- **TASK TO CARRY OUT**
Rewrite all of the lines below in full, requests included, scaling every x and y coordinate in the answer points by 2.5 and rounding to whole numbers with halves rounded up. Leave the numbers in the requests and their format samples as they are.

**** DATASET ROWS ****

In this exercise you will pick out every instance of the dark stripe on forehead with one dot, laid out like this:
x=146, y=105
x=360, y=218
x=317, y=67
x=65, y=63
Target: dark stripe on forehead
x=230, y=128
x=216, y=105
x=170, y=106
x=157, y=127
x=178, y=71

****

- **ANSWER**
In this exercise you will pick out every instance of the dark stripe on forehead with one dot, laid out like this:
x=146, y=105
x=360, y=218
x=317, y=67
x=65, y=63
Target: dark stripe on forehead
x=575, y=320
x=540, y=263
x=425, y=265
x=393, y=318
x=445, y=178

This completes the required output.